### Task
Although the entries contain pictures, copy only their text, exactly as written.

Stored items
= = = =

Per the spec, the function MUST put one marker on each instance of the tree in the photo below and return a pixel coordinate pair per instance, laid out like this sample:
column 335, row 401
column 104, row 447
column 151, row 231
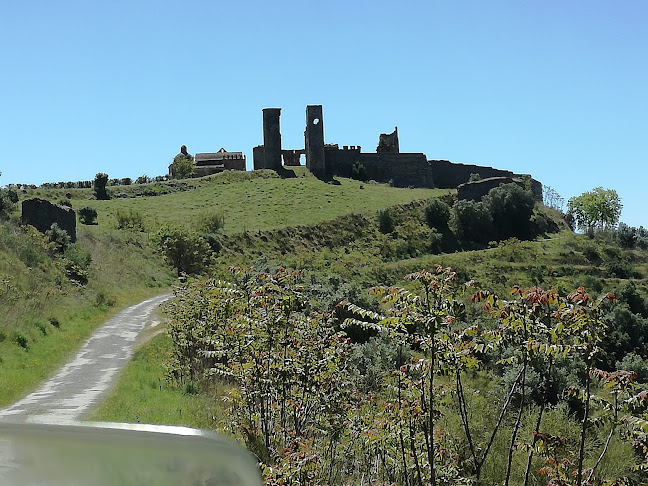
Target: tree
column 99, row 184
column 437, row 213
column 183, row 167
column 597, row 209
column 186, row 251
column 87, row 215
column 472, row 220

= = = =

### Solution to this exercise
Per the spec, the function MUST put one marker on each instance of the tree in the photo below and return a pixel coordinate pair per instance, laid out like this sample:
column 335, row 401
column 104, row 447
column 151, row 231
Target: tree
column 99, row 184
column 437, row 213
column 183, row 167
column 597, row 209
column 186, row 251
column 87, row 215
column 472, row 220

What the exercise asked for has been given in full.